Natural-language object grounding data

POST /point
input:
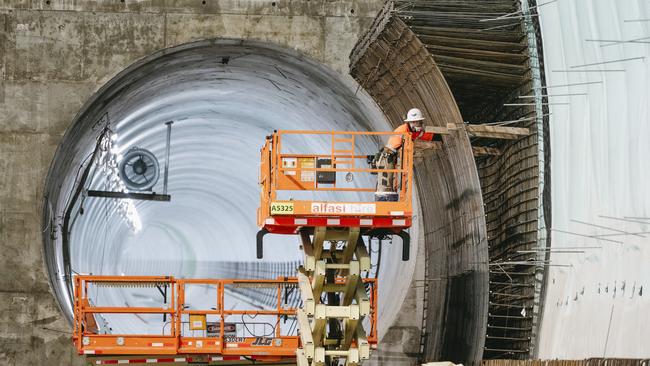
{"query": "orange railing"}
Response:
(180, 324)
(282, 171)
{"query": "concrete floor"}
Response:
(54, 56)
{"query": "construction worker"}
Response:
(387, 157)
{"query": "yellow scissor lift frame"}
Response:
(335, 300)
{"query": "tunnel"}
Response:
(223, 97)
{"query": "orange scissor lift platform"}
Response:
(185, 336)
(331, 231)
(338, 315)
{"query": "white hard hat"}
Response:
(414, 115)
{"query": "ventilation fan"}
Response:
(139, 169)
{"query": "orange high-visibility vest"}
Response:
(395, 141)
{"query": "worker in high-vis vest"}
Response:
(387, 157)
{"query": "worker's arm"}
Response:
(396, 141)
(430, 136)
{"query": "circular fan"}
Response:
(139, 169)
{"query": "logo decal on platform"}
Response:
(343, 208)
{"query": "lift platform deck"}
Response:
(333, 169)
(295, 201)
(214, 335)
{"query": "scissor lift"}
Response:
(335, 300)
(185, 335)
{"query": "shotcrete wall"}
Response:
(397, 70)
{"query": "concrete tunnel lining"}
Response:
(393, 65)
(269, 83)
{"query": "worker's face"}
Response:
(416, 126)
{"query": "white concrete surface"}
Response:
(598, 306)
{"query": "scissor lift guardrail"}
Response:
(335, 300)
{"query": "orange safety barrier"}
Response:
(225, 342)
(316, 172)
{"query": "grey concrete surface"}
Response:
(53, 56)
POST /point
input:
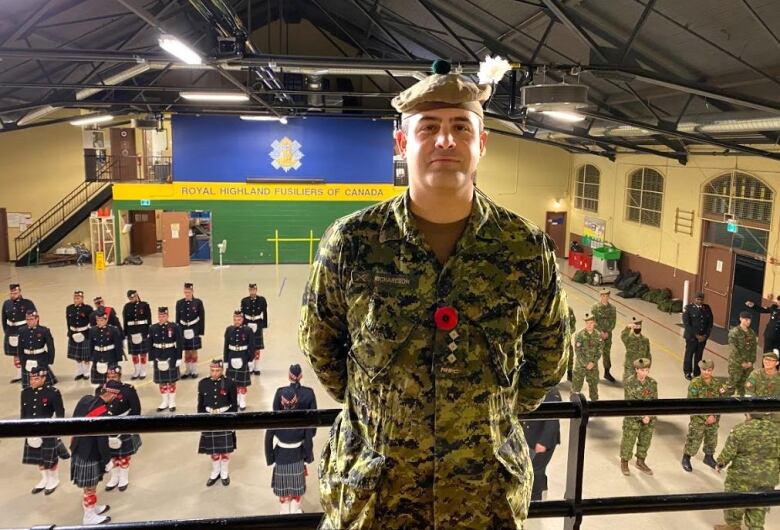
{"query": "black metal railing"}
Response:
(573, 508)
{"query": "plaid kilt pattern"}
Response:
(162, 377)
(85, 473)
(289, 480)
(130, 445)
(241, 377)
(216, 442)
(46, 455)
(78, 351)
(137, 349)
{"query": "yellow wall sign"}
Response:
(232, 191)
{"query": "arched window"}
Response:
(739, 195)
(586, 189)
(645, 196)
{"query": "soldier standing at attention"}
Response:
(772, 329)
(588, 348)
(697, 320)
(637, 346)
(742, 353)
(13, 313)
(606, 318)
(638, 430)
(435, 317)
(703, 427)
(752, 455)
(77, 318)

» **AIM OF THE EXERCISE**
Gather from the entries above all lines that include the string "concrete".

» **THE COMPLETED TASK**
{"query": "concrete floor"}
{"query": "concrete tunnel lining"}
{"query": "white concrete surface"}
{"query": "grey concrete surface"}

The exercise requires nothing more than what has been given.